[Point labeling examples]
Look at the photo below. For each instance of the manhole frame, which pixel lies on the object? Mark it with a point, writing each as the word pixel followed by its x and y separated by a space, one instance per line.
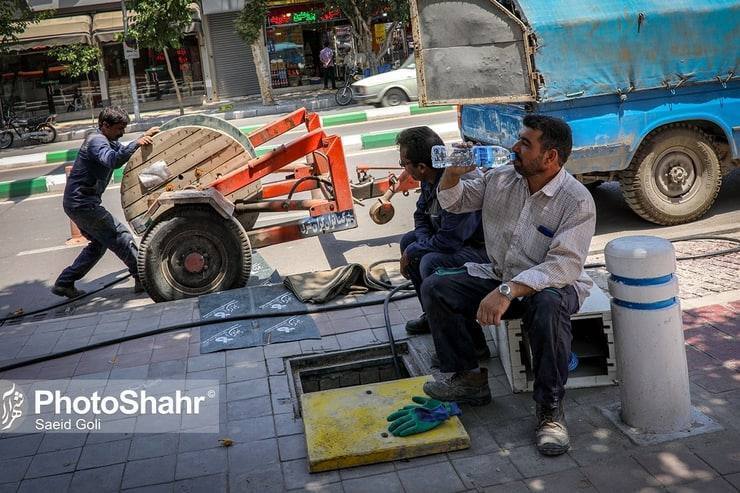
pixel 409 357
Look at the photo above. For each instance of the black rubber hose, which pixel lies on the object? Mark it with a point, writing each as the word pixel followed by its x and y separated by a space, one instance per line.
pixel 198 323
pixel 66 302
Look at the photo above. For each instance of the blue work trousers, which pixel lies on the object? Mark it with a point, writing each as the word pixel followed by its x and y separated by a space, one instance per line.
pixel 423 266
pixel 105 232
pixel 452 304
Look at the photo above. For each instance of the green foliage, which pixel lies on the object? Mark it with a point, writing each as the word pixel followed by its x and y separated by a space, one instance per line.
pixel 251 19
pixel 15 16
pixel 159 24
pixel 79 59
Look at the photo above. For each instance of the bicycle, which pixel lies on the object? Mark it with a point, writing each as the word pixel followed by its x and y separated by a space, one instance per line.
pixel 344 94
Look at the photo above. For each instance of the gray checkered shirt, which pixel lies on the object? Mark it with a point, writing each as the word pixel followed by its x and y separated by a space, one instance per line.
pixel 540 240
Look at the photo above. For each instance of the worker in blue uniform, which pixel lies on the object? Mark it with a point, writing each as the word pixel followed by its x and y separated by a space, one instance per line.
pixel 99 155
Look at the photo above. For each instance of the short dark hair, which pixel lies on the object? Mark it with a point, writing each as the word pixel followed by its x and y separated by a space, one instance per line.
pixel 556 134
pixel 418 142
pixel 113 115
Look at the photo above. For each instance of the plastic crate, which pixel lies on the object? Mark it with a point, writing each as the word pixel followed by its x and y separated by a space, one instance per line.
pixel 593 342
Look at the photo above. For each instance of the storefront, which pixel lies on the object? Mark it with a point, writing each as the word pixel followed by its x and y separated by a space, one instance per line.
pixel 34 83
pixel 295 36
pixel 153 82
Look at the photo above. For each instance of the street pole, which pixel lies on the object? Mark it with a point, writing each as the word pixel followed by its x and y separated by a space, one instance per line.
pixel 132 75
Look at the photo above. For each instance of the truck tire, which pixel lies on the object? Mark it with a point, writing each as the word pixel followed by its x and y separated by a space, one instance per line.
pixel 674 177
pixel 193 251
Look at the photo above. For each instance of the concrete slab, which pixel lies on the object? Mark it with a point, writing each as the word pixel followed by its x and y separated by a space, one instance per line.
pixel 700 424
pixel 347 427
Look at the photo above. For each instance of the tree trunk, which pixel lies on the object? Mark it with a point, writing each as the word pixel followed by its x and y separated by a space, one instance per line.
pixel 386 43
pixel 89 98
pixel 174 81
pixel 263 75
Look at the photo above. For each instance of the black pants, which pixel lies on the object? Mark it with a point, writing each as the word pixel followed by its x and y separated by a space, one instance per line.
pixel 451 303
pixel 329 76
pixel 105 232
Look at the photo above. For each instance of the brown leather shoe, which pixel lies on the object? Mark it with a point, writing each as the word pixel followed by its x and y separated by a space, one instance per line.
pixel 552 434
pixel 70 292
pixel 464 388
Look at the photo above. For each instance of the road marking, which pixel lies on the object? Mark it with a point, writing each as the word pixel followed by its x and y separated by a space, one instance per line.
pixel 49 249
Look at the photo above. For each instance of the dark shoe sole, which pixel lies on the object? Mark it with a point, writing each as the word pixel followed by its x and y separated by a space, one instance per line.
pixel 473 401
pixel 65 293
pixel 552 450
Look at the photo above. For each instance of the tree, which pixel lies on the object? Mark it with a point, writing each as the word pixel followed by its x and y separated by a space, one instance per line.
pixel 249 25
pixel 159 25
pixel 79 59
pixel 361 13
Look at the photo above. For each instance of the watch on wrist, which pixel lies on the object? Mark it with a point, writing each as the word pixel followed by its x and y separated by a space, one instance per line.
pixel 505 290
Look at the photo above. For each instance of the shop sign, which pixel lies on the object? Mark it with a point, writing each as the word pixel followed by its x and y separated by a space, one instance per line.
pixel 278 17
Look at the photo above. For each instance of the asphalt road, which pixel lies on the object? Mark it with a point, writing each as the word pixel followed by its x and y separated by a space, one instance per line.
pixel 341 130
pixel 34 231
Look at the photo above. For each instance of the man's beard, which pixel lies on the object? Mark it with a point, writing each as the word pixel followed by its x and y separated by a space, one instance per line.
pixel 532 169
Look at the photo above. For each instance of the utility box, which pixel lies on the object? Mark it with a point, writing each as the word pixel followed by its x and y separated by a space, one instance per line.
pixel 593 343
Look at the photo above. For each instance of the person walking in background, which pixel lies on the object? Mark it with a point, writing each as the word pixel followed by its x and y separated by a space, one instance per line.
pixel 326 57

• _Exercise objective_
Turn all the entries above into a JSON list of strings with one string per line, skipping blank lines and leaving out the pictures.

• _Complete output_
[
  "Look at the photo below. For each instance of the manhole frame, which pixel lies on the object? Mark it with a point, writing each as the word pixel followed by its x and y separated by a space, one instance per line.",
  "pixel 409 357",
  "Look at the photo above. For each instance of the black rubber hose, which pixel lies on the object? Mark it with a point, writing each as the word pixel followed by its x and y separated by a space, one instance per line.",
  "pixel 198 323",
  "pixel 66 302",
  "Look at the photo above. For each instance of the blue work trousers, which pixel lies on the object? Mark it with a point, writing each as the word pixel followed by its x and y separated by a space, one instance per line.",
  "pixel 423 266",
  "pixel 105 232",
  "pixel 452 304",
  "Look at the photo above. For each instance of the green foliage, which pixel lies on the object? Mark it with a point, writing each as the word pixel followed by its x and y separated by a space, one instance per line.",
  "pixel 251 19",
  "pixel 15 16",
  "pixel 159 24",
  "pixel 79 59",
  "Look at the photo above. For each instance of the bicycle, which pixel lies on the object? Mark it with a point, writing each as the word pixel followed by its x and y separated by a space, one instance per line.",
  "pixel 344 94",
  "Look at the photo above. For each instance of the gray checkered shirt, which pixel lies on the object? Mark it with a point, writing each as the word pixel followed by its x and y separated by a space, one instance per line.",
  "pixel 540 240",
  "Look at the photo above. For each instance of the worker in blue uniform, which pixel lies on the object? Mark it with a point, writing each as the word pixel followed by its x and y separated by a space, one instance per line.",
  "pixel 99 155",
  "Look at the photo above. For each instance of the short dark hair, which pixel lies on the object? Mark it with a point, writing each as the word pixel followed by its x and y separated by a space, one instance per line.",
  "pixel 556 134",
  "pixel 418 142",
  "pixel 113 115",
  "Look at the photo above. For each instance of the plastic crate, which pixel lies on the object? Mark it with a point, writing each as the word pixel followed by its x and y separated by a space, one instance per line.",
  "pixel 593 342",
  "Look at the photo above. For each instance of the storefront, which pixel lies on the object? Mark it with a point, writing each as the word pixel followed by its x and y separated by a space, one instance per line.",
  "pixel 34 83",
  "pixel 295 36",
  "pixel 153 82",
  "Look at the photo above. For each instance of the street pole, which pixel lies on the object? Mark it with a point, writing each as the word pixel followed by its x and y separated by a space, one instance per line.",
  "pixel 132 75",
  "Look at the photo above. For each instance of the truck tire, which pixel lies on the object? Mark it with a point, writing each as the word pixel followed by its x and y separated by a space, one instance per line.",
  "pixel 674 177",
  "pixel 193 251",
  "Look at the photo above. For each instance of the concrete slab, which pixel lies on the object? Mark it with a point, writing each as the word pixel followed by its x and y separated by a space, one instance per line.",
  "pixel 700 424",
  "pixel 347 427",
  "Look at the photo above. For each instance of the tree trunk, which pixel lies on the object? Mark it with a point, writing each as the word pixel followed by its x and y separated by a space, one instance per line.",
  "pixel 386 43",
  "pixel 89 98",
  "pixel 174 81",
  "pixel 263 75",
  "Look at the photo above. For each instance of the black pants, which pixel lies on the object? Mark it with a point, writing each as the word pixel followed by its x and y separated by a space, one instance per line.",
  "pixel 451 303",
  "pixel 329 76",
  "pixel 105 232",
  "Look at the photo above. For each instance of the brown leather shoe, which pixel lies on the object? Mark it with a point, writing each as the word pixel followed by its x and y separated by a space, one instance per line.",
  "pixel 552 434",
  "pixel 70 292",
  "pixel 464 388",
  "Look at the photo above. For each instance of the road marking, which pixel lies on the object? Mark it with a point, writing each as the word pixel followed by its x and y separated by a space, one instance per line.",
  "pixel 49 249",
  "Look at the photo above. For each instance of the dark shoe sole, which pixel lies on the object? Mark it with a point, writing each as the word pixel followed by its x and y separated by a space, one instance per line.",
  "pixel 473 401",
  "pixel 65 293",
  "pixel 552 450",
  "Look at the photo above. For each instance of the tree, which pixel lies on the object? Mark it with a point, writing each as the word pixel followed by its x and y separated by a space, one instance per line.",
  "pixel 249 25",
  "pixel 159 25",
  "pixel 79 59",
  "pixel 361 13",
  "Look at the photo above. For each instance of the watch on wrist, which pixel lies on the object? Mark it with a point, writing each as the word pixel followed by its x and y separated by a space, one instance per line.",
  "pixel 505 290",
  "Look at the photo above. For each instance of the shop sign, which pixel lies on the object? Mark it with a point, writing each as the word pixel followed by its x and y separated by a space, one instance per line.",
  "pixel 278 17",
  "Look at the photo above. For each instance of the asphalt road, which pixel lies on the object? Mark it with a point, writing each as the word pixel followed by its x and y separated by a space, one instance per line.",
  "pixel 341 130",
  "pixel 34 231",
  "Look at the photo above. For each instance of the man's beard, which pixel lies on the object? Mark it with a point, writing each as the word pixel followed by its x and y separated by a space, one instance per line.",
  "pixel 532 169",
  "Look at the photo above. For each instance of the utility box, which pixel lies on the object? Mark it with a point, writing each as the word pixel followed by its x and y separated by a space, one instance per line.",
  "pixel 593 343",
  "Look at the photo above. For each instance of the person walking in background, which pixel lies on the object? Mark it with a point, writing each as the word pixel followed by its x and y separated by a space, one instance per line.",
  "pixel 326 57"
]